On the other hand, IMAP and MAPI users have the option of leaving their email on the server, though they can make copies on their own workstation.
All Outgoing mail uses the Simple Mail Transfer Protocol (SMTP). Its objective is to transfer mail reliably and efficiently. SMTP is the only protocol used to transport mails across networks, usually referred to as SMTP Mail Relaying.
SMPT Basic Structure
Sample Email Header and Fields of Interest
Below are the email headers for one of the Malspam campaigns found to distribute JAFF ransomware. The ones marked in BOLD are the interesting headers for performing hunting.
Received: from breakawaydistributing.com ()
by creativedude248726@gmail.com;
Tue, 11 Apr 2017 14:12:51 +0000 (UTC)
Message-ID: <D5342094.84830072@breakawaydistributing.com>
Date: Tue, 11 Apr 2017 07:12:24 -0700
Reply-To: “USPS International” <lrnvaoy1467488@breakawaydistributing.com>
From: “USPS Ground” <lrnvaoy1467488@breakawaydistributing.com>
User-Agent: Mozilla/5.0 (Windows; U; Windows NT 5.1; en-GB; rv:1.8.1.14) Gecko/20080421 Thunderbird/2.0.0.14
X-Accept-Language: en-us
MIME-Version: 1.0
To: creativedude248726@gmail.com
Subject: Our USPS courier can not contact you parcel # 754277860
Content-Type: text/plain;
charset=”us-ascii”
Content-Transfer-Encoding: 7bit
Email headers can be parsed online with the help of below tools,
However, in some cases due to the confidentiality of the mail and due to organizational policies, you might be refrained from using these online tools.
I’ve made a simple tool emailHeaderParser which can be used offline mentioned in the references.
Email Abuse Overview
Email still remains the preferred threat vector for most threat actors to deliver malicious payloads to victims. As per statistics from Securelist, Mal Spam has contributed to more than 66% to attacks globally.
Typically, below are the various types of Email abuse that we come across in the cyber realm.
- Mal SPAM Malicious payloads
- As Attachments (zip archives, MS Office documents, PDF etc]
- A malicious URL in the body which downloads a payload
- SPAM often clubbed with social engineering techniques and by spoofing display names pretending to be from legit brands
- Business Email compromise [CEO Attacks, Spear-Phishing] targeting individuals
- Emails targeting Individuals or Entities with an intent of Threatening
All the above forms of attack attempts to trick the victims to either open the attachment, click on the URL or act on the mail which would be devastating at a later stage.

Given problem 1 » For the passage on email headers and abuse above, decide whether each statement agrees with it, answering yes or no and quoting the deciding words. (a) Outgoing mail is sent using SMTP. (b) Mal Spam accounts for less than half of attacks globally. (c) IMAP and MAPI users can keep their email on the server.
Given problem 2 » Name every email protocol that the passage on email headers and abuse above mentions.
Given problem 3 » Please pick up the passage on email headers and abuse above and keep writing from its final sentence.

Supplied entries »
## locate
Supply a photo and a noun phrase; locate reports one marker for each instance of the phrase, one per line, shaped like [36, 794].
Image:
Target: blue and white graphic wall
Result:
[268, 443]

Exercise answer 1 »
(a) Yes: "All Outgoing mail uses the Simple Mail Transfer Protocol (SMTP)."
(b) No: "Mal Spam has contributed to more than 66% to attacks globally."
(c) Yes: "IMAP and MAPI users have the option of leaving their email on the server"

Exercise answer 2 » IMAP, MAPI, SMTP (Simple Mail Transfer Protocol)

Exercise answer 3 »
From an investigation perspective, the email headers that we have discussed in the earlier sections are all helpful to track back to its origin and to immediately respond with appropriate measures like blocking the source etc. The richer the messaging media, the more opportunity for the adversaries to camouflage malicious content within the rich content.
However, with all the sophistication on the malicious actor end, it is necessary to understand what the actual embedded data are, where it is coming from, whether the source has been spoofed or not, and so on.
Methods for Hunting:
Tracking Back to the Source
The FROM header helps identify the sender of the mail. However, that can be spoofed. So, most of the time, this may not be a vital data point. However, in widespread campaigns, the same sender might be used for all the mail sent. To overcome SPAM filters, attackers have come up with new technique called a “Hailstorm” attack where every sender is unique.
The FROM address could be searched across the Internet with the help of Google Dorks to see if there is any history for this and if anyone else has already observed this.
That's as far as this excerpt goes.